◆ **Texto em estudo**
Nas primeiras cenas, o enredo revela que o gatilho dessa mudança foi um sinal proveniente do espaço exterior, decodificado e transformado em vírus (ou algo parecido) que se espalhou como um fluido social. O que parecia ser um presente de paz, na verdade mascara uma lógica biológica e alienígena: a humanidade agora responde por um impulso coletivo, motivado pela aprovação e pelo bem-estar alheio.

Pluribus

A gênese da “felicidade global”

Na trama de Pluribus, tudo começa com astrônomos que captam uma emissão a 600 anos-luz de distância, composta por quatro tons que correspondem a nucleotídeos: guanina, uracila, adenina e citosina. Os cientistas acreditaram tratar-se de uma mensagem extraterrestre criptografada, mas logo perceberam que se tratava de um roteiro para uma sequência de RNA. Após 14 meses de experimentação e testes em animais, a humanidade abriu o flanco para o que viria a ser chamado de “Joining”: a integração coletiva.

A disseminação da nova condição humana acontece por meio de contato direto: beijar alguém, gotículas de saliva, situações corriqueiras que agora ativam o mecanismo da junção. O contágio provoca estados de catatonia imediata em muitos, e mais de 800 milhões de pessoas morreram no processo, seja por choque, quedas, acidentes. Quem sobreviveu não é mais apenas quem era e o indivíduo se fundiu à massa, ao “todos”.

A lógica da mente-colmeia

O mecanismo que rege esse novo mundo não é plenamente explicado, mas o funcionamento se dá por meio de uma consciência coletiva que não distingue corpos, nacionalidades ou profissões. Um menino de nove anos pode, simultaneamente, compartilhar pensamentos com um primeiro-ministro, um carteiro ou um médico. Basicamente, a humanidade virou uma rede psíquica universal.

A mente-colmeia, como é chamada na narrativa, não se considera alienígena, embora se baseie em uma tecnologia ou impulso de fora da Terra. O que a move é uma pulsão biológica: não poder dizer “não” aos outros, pois seu funcionamento está atrelado à felicidade coletiva. Quando Carol grita, agride ou despreza alguém da colmeia, isso reverbera e as outras consciências congelam. Esse antagonismo revela o perigo oculto sob a utopia da alegria universal.

Ética, autonomia e a erosão da individualidade

Apesar de aparente “paz mundial”, a série explora fortes dilemas éticos. Os membros da colmeia recusam-se a matar animais vivos, alimentando-se com alimentos já processados ou mortos. Mas quando se trata de violência entre humanos imunes, a colmeia não intervém, pois seu objetivo não é punir, e sim perpetuar o bem-estar coletivo.

◆ **Tarefa a realizar**
Reproduza, do texto sobre Pluribus, o trecho que vai de "A lógica da" até "da alegria universal.".

◆ **Dados do material**
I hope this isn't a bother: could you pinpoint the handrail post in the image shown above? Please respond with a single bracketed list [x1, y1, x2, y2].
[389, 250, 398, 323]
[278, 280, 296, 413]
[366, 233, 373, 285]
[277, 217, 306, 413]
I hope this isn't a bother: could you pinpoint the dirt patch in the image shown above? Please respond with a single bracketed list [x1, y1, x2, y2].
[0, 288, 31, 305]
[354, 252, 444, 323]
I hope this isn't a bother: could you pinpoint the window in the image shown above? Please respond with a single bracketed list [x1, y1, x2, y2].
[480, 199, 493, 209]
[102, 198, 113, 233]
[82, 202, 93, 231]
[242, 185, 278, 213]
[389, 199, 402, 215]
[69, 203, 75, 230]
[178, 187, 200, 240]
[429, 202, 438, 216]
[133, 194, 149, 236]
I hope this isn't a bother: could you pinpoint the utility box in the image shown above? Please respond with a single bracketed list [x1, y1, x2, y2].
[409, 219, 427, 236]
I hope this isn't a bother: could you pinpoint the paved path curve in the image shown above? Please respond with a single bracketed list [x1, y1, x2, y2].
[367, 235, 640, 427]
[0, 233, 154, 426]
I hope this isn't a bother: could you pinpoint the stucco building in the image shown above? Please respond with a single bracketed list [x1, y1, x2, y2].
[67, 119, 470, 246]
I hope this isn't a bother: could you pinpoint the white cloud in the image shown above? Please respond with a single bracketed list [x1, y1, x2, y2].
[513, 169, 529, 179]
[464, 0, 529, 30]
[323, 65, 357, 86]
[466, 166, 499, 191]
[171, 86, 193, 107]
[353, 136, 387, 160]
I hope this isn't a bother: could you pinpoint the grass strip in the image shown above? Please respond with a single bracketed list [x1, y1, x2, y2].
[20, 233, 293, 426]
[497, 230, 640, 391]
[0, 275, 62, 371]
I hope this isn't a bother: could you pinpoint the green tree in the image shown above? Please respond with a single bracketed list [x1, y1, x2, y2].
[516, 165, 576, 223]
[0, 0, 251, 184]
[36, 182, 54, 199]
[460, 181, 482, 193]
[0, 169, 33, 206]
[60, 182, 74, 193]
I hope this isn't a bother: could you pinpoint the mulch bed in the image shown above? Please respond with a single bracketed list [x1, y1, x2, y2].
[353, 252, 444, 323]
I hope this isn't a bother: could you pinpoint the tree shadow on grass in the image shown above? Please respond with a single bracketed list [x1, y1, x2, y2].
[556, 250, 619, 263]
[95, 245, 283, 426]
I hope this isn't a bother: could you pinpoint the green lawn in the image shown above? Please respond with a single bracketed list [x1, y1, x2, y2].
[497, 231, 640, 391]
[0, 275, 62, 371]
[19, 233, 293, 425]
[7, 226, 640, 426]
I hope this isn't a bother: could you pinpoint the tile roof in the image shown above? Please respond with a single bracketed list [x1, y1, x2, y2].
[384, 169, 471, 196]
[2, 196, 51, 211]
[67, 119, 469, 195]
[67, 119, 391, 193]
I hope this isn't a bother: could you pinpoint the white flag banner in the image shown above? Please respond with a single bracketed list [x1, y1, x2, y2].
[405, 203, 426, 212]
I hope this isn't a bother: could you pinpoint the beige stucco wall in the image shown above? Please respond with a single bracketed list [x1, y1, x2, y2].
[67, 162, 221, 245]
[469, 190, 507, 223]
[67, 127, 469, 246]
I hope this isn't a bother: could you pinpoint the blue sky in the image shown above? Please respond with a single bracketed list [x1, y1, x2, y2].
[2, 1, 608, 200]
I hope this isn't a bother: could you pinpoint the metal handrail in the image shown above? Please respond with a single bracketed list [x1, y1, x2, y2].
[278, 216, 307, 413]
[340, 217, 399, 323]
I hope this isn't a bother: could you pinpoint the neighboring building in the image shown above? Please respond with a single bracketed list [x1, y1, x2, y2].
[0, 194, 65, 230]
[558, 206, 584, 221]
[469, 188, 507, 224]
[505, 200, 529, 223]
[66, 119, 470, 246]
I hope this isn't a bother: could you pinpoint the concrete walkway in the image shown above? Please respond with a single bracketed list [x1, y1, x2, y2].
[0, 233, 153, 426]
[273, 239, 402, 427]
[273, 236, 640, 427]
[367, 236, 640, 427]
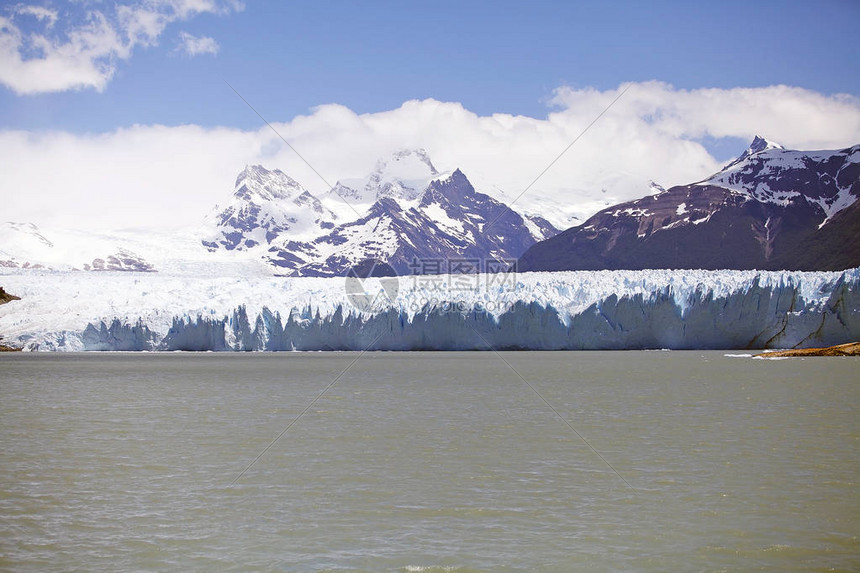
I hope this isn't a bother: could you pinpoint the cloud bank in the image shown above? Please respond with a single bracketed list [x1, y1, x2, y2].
[0, 0, 243, 95]
[5, 82, 860, 230]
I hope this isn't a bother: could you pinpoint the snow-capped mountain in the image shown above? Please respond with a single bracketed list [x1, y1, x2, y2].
[0, 221, 156, 272]
[203, 149, 558, 276]
[203, 165, 337, 250]
[518, 137, 860, 271]
[270, 170, 552, 276]
[0, 269, 860, 351]
[323, 149, 440, 210]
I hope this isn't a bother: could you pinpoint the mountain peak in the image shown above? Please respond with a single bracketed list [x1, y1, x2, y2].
[330, 149, 439, 207]
[234, 165, 304, 201]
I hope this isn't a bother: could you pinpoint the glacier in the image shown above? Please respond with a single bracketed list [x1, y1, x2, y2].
[0, 268, 860, 351]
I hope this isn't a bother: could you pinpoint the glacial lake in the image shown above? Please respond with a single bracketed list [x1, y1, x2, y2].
[0, 351, 860, 573]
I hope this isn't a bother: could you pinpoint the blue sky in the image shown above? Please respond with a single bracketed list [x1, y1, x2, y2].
[0, 0, 860, 231]
[0, 0, 860, 132]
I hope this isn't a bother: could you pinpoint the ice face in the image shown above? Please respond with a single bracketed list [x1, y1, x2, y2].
[0, 269, 860, 350]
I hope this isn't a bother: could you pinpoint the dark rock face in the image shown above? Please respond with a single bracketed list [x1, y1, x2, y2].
[270, 170, 552, 276]
[518, 138, 860, 271]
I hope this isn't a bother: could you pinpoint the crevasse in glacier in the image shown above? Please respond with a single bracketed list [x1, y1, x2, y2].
[0, 269, 860, 351]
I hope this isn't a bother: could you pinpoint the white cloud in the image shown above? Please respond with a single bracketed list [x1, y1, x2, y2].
[12, 4, 57, 28]
[0, 0, 244, 95]
[0, 82, 860, 229]
[177, 32, 219, 56]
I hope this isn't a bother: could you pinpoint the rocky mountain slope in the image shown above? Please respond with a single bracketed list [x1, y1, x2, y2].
[517, 137, 860, 271]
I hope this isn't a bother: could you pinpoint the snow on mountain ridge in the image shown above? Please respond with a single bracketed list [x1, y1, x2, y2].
[322, 149, 446, 211]
[203, 165, 337, 250]
[696, 136, 860, 219]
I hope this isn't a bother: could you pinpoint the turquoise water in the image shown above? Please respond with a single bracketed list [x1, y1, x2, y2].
[0, 352, 860, 572]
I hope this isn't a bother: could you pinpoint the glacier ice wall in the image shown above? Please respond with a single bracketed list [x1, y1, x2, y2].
[0, 269, 860, 351]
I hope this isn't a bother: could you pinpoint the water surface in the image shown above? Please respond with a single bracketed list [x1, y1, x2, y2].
[0, 352, 860, 572]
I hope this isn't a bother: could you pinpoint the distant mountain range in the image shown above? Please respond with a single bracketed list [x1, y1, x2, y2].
[517, 137, 860, 272]
[203, 146, 558, 276]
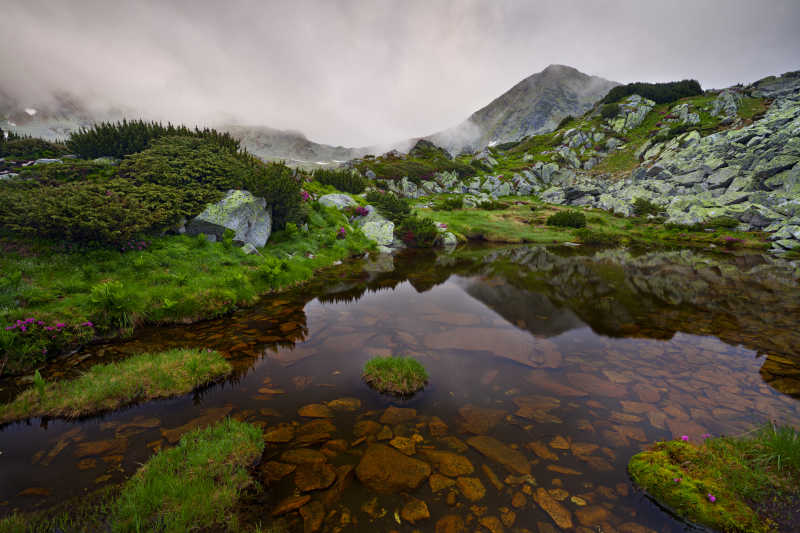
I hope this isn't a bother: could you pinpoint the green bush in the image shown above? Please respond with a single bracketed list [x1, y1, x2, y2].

◆ **Espaço da resposta**
A lógica da mente-colmeia

O mecanismo que rege esse novo mundo não é plenamente explicado, mas o funcionamento se dá por meio de uma consciência coletiva que não distingue corpos, nacionalidades ou profissões. Um menino de nove anos pode, simultaneamente, compartilhar pensamentos com um primeiro-ministro, um carteiro ou um médico. Basicamente, a humanidade virou uma rede psíquica universal.

A mente-colmeia, como é chamada na narrativa, não se considera alienígena, embora se baseie em uma tecnologia ou impulso de fora da Terra. O que a move é uma pulsão biológica: não poder dizer “não” aos outros, pois seu funcionamento está atrelado à felicidade coletiva. Quando Carol grita, agride ou despreza alguém da colmeia, isso reverbera e as outras consciências congelam. Esse antagonismo revela o perigo oculto sob a utopia da alegria universal.